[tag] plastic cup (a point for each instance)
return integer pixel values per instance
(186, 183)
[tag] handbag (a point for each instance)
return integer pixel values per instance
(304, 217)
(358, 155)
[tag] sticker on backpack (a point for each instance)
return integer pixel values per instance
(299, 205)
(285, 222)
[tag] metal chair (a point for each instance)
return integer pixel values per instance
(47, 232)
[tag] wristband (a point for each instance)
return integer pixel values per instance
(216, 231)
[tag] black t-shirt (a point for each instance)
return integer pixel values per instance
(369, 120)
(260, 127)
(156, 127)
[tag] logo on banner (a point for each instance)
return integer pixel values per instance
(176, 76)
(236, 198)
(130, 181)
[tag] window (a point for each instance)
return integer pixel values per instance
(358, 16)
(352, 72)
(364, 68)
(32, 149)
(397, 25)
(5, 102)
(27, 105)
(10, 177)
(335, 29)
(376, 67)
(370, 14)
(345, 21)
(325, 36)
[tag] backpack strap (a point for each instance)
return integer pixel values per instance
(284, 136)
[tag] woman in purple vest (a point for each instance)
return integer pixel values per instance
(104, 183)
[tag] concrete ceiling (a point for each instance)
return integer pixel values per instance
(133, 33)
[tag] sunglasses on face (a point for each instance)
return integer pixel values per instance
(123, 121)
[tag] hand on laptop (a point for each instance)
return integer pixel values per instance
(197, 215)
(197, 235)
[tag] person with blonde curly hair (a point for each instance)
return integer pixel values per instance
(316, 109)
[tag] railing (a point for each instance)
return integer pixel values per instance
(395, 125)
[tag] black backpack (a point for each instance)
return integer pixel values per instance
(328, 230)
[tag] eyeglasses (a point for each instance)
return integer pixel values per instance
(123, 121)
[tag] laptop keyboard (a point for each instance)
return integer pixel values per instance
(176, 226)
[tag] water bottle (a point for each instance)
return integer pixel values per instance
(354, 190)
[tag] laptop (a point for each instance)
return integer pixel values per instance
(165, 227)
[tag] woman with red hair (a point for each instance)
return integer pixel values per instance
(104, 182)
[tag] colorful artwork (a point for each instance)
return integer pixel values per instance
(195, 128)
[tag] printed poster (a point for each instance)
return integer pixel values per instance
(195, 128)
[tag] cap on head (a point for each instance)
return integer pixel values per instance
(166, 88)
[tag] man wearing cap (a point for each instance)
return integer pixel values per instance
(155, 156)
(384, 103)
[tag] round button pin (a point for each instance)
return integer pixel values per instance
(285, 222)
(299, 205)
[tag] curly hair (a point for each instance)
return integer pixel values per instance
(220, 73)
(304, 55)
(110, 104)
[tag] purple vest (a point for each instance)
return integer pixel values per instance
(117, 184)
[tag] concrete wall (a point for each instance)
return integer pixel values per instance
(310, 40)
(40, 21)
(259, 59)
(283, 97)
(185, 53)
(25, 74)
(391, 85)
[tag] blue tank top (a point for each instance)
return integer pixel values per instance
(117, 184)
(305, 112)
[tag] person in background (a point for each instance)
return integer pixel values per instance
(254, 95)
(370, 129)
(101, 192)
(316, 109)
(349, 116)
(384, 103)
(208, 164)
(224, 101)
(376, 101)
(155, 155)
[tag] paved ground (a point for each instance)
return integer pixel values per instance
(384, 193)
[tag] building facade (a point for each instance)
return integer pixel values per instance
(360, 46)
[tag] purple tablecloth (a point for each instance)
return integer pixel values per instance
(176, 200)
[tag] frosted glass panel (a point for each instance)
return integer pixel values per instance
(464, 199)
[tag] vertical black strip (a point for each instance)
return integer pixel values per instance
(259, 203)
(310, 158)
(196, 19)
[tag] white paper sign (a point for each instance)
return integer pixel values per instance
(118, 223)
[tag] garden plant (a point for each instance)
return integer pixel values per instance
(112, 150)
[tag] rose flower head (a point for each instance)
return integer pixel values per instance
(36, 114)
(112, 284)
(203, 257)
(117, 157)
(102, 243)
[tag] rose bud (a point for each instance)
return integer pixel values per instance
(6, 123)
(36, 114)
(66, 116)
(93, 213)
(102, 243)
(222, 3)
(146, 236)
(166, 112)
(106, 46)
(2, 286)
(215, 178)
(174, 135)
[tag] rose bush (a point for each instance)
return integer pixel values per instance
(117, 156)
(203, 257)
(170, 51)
----
▸ Task directions:
Copy out, word for word, the part of the entries above that begins at the line with "[tag] curly hair (a point for each instance)" and ends at the line with "[tag] blue tank", including both.

▸ Answer space:
[tag] curly hair (a point for each instance)
return integer pixel values per instance
(220, 73)
(304, 55)
(110, 104)
[tag] purple vest (a point for each instance)
return integer pixel values per instance
(117, 184)
[tag] concrete wall (a point for each instance)
return integer pixel values per instance
(310, 40)
(40, 21)
(259, 59)
(283, 97)
(185, 53)
(25, 74)
(391, 85)
[tag] blue tank top (a point for each instance)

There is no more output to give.